### Given records
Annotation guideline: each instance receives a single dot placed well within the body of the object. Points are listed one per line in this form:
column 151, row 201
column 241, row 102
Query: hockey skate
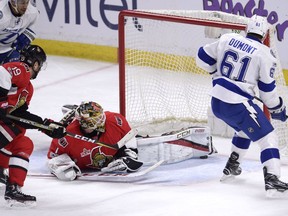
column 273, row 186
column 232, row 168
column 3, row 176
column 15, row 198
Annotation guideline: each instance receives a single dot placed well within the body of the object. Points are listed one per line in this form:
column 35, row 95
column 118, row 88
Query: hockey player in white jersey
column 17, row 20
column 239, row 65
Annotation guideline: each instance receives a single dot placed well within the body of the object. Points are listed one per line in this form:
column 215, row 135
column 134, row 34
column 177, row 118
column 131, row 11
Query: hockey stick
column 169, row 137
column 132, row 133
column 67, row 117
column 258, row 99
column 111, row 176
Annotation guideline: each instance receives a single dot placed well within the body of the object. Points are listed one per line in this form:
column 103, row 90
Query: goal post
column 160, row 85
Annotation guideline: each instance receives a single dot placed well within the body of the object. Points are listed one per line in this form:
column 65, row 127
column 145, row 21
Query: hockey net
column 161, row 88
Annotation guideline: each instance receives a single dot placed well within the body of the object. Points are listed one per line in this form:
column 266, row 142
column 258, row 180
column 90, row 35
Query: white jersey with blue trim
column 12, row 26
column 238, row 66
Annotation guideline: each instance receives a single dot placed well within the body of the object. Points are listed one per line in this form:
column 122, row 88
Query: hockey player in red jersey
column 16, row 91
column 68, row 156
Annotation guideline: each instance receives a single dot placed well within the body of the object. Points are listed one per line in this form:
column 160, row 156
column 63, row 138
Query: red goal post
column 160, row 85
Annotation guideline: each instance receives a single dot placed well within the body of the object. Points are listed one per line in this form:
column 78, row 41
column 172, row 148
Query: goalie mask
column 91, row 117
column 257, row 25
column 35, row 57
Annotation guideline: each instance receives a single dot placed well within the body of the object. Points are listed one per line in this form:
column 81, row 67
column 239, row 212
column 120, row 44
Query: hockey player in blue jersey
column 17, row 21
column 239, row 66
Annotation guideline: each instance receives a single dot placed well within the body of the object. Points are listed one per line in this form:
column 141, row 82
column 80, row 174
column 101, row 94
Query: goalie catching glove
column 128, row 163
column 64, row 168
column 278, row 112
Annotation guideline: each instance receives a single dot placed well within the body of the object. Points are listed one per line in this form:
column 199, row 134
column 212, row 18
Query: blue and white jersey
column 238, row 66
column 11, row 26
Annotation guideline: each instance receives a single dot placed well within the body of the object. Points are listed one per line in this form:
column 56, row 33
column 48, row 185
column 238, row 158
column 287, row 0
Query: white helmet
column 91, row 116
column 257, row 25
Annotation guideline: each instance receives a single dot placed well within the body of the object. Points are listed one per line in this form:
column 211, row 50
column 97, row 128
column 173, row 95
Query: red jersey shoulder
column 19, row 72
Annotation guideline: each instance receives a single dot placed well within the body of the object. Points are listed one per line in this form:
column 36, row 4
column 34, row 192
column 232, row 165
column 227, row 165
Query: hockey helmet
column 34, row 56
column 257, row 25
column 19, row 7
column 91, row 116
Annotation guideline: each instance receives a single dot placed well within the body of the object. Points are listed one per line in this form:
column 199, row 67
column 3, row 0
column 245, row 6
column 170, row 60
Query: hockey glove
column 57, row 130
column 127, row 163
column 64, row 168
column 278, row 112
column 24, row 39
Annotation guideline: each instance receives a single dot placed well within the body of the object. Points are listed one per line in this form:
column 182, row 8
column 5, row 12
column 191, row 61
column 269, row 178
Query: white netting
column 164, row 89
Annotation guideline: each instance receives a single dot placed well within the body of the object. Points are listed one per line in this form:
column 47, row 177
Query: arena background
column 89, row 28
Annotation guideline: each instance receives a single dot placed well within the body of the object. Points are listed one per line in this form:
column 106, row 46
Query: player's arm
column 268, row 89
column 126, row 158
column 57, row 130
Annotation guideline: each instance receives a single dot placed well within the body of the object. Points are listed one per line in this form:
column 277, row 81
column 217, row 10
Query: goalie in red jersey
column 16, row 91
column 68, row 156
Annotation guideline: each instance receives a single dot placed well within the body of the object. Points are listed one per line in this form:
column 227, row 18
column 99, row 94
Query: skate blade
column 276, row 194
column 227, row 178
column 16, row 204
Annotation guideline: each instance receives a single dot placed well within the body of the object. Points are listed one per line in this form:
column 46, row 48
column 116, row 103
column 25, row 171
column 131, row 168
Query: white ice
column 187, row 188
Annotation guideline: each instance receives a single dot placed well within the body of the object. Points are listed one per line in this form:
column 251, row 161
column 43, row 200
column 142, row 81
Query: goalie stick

---

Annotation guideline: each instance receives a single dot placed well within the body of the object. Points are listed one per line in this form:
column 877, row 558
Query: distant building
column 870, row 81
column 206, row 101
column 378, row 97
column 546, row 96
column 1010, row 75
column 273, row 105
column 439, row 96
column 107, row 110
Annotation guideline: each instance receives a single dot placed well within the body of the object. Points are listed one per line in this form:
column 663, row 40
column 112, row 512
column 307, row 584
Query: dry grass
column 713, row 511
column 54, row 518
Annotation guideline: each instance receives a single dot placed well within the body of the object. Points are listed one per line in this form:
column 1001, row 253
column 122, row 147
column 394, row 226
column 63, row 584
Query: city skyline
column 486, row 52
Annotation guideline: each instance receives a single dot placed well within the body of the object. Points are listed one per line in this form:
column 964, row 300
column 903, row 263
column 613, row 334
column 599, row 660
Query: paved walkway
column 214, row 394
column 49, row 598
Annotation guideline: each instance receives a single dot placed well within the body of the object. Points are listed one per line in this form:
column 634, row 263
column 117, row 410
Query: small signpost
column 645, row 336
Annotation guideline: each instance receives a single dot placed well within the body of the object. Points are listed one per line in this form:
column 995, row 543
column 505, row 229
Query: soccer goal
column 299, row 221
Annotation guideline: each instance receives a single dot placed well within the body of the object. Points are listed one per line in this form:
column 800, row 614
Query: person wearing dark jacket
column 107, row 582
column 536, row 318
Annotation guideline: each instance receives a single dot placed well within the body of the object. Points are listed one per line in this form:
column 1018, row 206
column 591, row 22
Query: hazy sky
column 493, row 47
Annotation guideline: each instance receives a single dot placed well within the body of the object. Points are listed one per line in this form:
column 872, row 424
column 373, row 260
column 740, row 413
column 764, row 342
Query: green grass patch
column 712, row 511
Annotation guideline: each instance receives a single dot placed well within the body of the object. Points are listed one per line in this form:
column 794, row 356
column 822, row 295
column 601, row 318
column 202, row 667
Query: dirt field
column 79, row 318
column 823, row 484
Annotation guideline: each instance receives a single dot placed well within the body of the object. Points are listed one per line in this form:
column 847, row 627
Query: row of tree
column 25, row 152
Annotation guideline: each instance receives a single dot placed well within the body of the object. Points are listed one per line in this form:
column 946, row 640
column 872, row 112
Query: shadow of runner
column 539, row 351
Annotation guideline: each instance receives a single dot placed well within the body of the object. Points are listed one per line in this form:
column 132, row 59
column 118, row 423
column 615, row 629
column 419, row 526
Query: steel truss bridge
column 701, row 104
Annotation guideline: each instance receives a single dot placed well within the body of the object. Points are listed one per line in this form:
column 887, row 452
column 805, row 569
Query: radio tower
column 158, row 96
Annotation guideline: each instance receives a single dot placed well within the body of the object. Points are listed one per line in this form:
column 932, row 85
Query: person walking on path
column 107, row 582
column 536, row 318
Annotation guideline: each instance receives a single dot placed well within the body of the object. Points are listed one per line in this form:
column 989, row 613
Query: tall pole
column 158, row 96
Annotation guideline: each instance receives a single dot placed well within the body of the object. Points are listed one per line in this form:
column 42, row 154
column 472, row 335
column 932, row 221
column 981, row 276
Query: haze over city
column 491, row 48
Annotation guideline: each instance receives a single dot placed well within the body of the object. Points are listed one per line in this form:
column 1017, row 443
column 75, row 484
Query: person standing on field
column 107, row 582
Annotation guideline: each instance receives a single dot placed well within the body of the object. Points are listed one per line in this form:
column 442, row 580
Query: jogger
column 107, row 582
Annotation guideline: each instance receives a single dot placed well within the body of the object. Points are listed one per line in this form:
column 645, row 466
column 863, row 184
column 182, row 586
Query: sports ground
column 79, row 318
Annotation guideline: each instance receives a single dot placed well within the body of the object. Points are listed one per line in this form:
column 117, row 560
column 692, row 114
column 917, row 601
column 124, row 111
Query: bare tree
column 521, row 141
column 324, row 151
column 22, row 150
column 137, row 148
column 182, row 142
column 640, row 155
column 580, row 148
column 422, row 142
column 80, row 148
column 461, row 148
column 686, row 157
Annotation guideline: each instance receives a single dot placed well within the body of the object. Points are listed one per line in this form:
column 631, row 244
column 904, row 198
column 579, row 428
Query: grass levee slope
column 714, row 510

### Your task
The required answer is the run of lines above, starting at the line with "column 847, row 627" and ending at the line with "column 442, row 580", reproduced exactly with both ends.

### Answer to this task
column 847, row 627
Query: row of tree
column 25, row 152
Annotation guideline: each instance receives a single dot placed well within the body of the object. Points are listed one per line in this form:
column 946, row 640
column 872, row 112
Query: shadow of runner
column 539, row 351
Annotation guideline: each instance receives a single dot placed well within the body of the object. Points are listed one per line in this form:
column 132, row 59
column 118, row 423
column 615, row 629
column 419, row 526
Query: steel truss bridge
column 701, row 104
Annotation guideline: each instance receives a single dot placed well within the body of the object. Points are listed one per line in this form:
column 887, row 452
column 805, row 569
Query: radio tower
column 158, row 96
Annotation guideline: each instance receives a single dot placed well within the body of the object. Points are listed one per line in this form:
column 932, row 85
Query: person walking on path
column 107, row 582
column 536, row 318
Annotation guideline: each instance receives a single dot placed well within the body of the object. Points are listed one per line in this form:
column 989, row 613
Query: tall pole
column 158, row 96
Annotation guideline: each instance receives a single dot placed well within the body of the object. Points are listed one per line in this form:
column 42, row 154
column 472, row 335
column 932, row 221
column 981, row 276
Query: haze over city
column 491, row 48
Annotation guideline: each instance receives a single dot placed well within the body of the object. Points are listed one per line in this form:
column 1017, row 443
column 75, row 484
Query: person standing on field
column 107, row 582
Annotation guideline: each instance receives a single dot placed well within the body of the object. Points are listed one per line in this form:
column 442, row 580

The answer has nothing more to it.